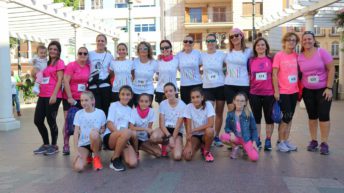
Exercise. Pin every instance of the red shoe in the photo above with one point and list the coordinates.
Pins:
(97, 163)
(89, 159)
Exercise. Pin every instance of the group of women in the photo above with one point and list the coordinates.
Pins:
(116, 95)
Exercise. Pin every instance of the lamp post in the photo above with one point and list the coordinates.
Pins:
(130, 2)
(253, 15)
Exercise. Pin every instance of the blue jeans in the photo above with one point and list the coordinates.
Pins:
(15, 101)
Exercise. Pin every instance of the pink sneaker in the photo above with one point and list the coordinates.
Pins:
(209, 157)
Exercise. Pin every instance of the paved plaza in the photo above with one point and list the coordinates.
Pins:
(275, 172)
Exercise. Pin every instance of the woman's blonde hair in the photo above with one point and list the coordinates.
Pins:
* * *
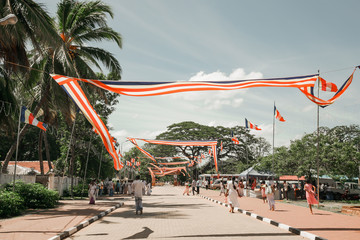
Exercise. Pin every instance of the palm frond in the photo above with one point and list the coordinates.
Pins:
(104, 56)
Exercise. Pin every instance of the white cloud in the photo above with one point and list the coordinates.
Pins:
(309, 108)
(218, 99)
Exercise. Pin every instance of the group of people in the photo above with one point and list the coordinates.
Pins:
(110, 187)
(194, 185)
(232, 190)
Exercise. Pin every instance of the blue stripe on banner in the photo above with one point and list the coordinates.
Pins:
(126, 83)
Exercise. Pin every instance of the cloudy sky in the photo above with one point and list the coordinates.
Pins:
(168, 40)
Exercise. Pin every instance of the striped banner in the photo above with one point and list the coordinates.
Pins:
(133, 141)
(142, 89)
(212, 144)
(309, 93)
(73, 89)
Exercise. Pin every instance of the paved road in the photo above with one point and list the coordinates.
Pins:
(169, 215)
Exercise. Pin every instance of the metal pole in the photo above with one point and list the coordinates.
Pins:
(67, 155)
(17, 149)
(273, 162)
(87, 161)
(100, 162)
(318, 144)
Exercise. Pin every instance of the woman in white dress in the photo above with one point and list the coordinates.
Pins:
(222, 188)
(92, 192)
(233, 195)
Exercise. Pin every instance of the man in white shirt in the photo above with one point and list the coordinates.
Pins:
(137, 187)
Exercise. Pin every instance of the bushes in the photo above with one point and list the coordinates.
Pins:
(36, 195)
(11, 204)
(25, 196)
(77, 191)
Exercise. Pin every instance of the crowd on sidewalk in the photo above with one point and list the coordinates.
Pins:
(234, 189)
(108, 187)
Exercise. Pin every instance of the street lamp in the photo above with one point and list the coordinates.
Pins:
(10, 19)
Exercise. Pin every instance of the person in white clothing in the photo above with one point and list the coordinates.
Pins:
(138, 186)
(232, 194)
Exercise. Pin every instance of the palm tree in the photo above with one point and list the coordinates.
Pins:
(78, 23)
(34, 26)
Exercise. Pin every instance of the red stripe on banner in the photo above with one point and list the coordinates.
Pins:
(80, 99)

→ **Task to carry out**:
Each line of the material above that contains the string "woman" adds one to the count; report the final count only.

→ **Task answer**:
2